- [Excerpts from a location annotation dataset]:
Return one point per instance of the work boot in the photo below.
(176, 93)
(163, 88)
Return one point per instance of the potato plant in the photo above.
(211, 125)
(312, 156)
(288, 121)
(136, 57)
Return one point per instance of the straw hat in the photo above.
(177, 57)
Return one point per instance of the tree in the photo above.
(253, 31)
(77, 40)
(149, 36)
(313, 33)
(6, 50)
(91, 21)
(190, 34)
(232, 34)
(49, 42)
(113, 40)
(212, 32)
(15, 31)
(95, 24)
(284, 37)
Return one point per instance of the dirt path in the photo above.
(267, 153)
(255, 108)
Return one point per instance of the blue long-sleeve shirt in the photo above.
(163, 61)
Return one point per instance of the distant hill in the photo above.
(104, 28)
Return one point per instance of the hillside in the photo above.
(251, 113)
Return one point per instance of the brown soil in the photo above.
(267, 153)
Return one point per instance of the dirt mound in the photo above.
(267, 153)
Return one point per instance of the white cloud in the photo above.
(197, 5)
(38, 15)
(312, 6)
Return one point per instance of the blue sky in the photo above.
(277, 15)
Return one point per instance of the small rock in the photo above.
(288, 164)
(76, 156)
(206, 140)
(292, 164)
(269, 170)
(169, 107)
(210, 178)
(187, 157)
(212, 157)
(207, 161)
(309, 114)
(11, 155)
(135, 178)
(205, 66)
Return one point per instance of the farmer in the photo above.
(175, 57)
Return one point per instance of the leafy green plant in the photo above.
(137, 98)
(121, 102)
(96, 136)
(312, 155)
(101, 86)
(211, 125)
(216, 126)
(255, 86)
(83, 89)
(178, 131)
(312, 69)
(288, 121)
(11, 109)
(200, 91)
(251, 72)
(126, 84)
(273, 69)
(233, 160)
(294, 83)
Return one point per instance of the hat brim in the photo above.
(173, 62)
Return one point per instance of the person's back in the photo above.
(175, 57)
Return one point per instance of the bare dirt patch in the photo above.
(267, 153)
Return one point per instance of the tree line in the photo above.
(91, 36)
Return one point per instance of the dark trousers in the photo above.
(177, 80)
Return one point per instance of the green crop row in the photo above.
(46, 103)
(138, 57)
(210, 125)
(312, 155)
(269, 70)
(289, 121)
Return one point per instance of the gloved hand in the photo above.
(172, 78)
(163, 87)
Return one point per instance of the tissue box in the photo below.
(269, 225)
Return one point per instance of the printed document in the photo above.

- [What to produce]:
Can you turn the material above into a Markdown table with the columns "Row" and "Line", giving each line its own numbered row and skipping any blank lines?

- [The result]:
| Row | Line |
|---|---|
| 1 | Return one point per instance of the work boot in the photo below. |
| 2 | (176, 93) |
| 3 | (163, 88) |
| 4 | Return one point per instance of the potato plant in the photo above. |
| 5 | (211, 125) |
| 6 | (312, 156) |
| 7 | (288, 121) |
| 8 | (136, 57) |
| 9 | Return one point per instance of the straw hat in the photo above. |
| 10 | (177, 57) |
| 11 | Return one point per instance of the tree in the photo above. |
| 12 | (253, 31) |
| 13 | (77, 40) |
| 14 | (149, 36) |
| 15 | (313, 33) |
| 16 | (6, 50) |
| 17 | (91, 21) |
| 18 | (190, 34) |
| 19 | (232, 34) |
| 20 | (49, 42) |
| 21 | (113, 40) |
| 22 | (212, 32) |
| 23 | (15, 31) |
| 24 | (95, 24) |
| 25 | (284, 37) |
| 26 | Return one point per instance of the dirt path in the photo above. |
| 27 | (267, 153) |
| 28 | (255, 108) |
| 29 | Return one point per instance of the blue long-sleeve shirt in the photo above. |
| 30 | (163, 61) |
| 31 | Return one point per instance of the distant hill in the photo above. |
| 32 | (104, 28) |
| 33 | Return one point per instance of the hillside in the photo above. |
| 34 | (251, 113) |
| 35 | Return one point per instance of the brown soil in the photo above. |
| 36 | (267, 153) |
| 37 | Return one point per instance of the dirt mound in the photo above. |
| 38 | (267, 153) |
| 39 | Return one point per instance of the white cloud in the photo above. |
| 40 | (197, 5) |
| 41 | (38, 15) |
| 42 | (312, 6) |
| 43 | Return one point per instance of the blue sky in the photo above. |
| 44 | (277, 15) |
| 45 | Return one point per instance of the small rock in the photo above. |
| 46 | (288, 164) |
| 47 | (76, 156) |
| 48 | (206, 140) |
| 49 | (292, 164) |
| 50 | (269, 170) |
| 51 | (169, 107) |
| 52 | (210, 178) |
| 53 | (187, 157) |
| 54 | (212, 157) |
| 55 | (207, 161) |
| 56 | (309, 114) |
| 57 | (11, 155) |
| 58 | (135, 178) |
| 59 | (205, 66) |
| 60 | Return one point per instance of the farmer in the photo above. |
| 61 | (175, 57) |
| 62 | Return one point per instance of the leafy green plant in the photo above. |
| 63 | (137, 98) |
| 64 | (121, 102) |
| 65 | (96, 136) |
| 66 | (312, 155) |
| 67 | (101, 86) |
| 68 | (211, 125) |
| 69 | (216, 126) |
| 70 | (255, 86) |
| 71 | (83, 89) |
| 72 | (178, 131) |
| 73 | (312, 69) |
| 74 | (288, 121) |
| 75 | (11, 109) |
| 76 | (200, 91) |
| 77 | (251, 72) |
| 78 | (126, 84) |
| 79 | (273, 69) |
| 80 | (233, 160) |
| 81 | (294, 83) |
| 82 | Return one point per instance of the hat brim in the photo above. |
| 83 | (173, 62) |
| 84 | Return one point per instance of the person's back in the photo above. |
| 85 | (175, 57) |
| 86 | Return one point per instance of the bare dirt patch in the photo above. |
| 87 | (267, 153) |
| 88 | Return one point per instance of the tree line in the photo above. |
| 89 | (91, 36) |
| 90 | Return one point per instance of the dark trousers in the photo above. |
| 91 | (177, 80) |
| 92 | Return one point per instance of the green crop row in the photo above. |
| 93 | (46, 103) |
| 94 | (138, 57) |
| 95 | (210, 125) |
| 96 | (312, 155) |
| 97 | (269, 70) |
| 98 | (289, 121) |
| 99 | Return one point per instance of the gloved hand in the photo above. |
| 100 | (172, 78) |
| 101 | (163, 87) |
| 102 | Return one point per instance of the tissue box in the photo below. |
| 103 | (269, 225) |
| 104 | Return one point per instance of the printed document in the photo above. |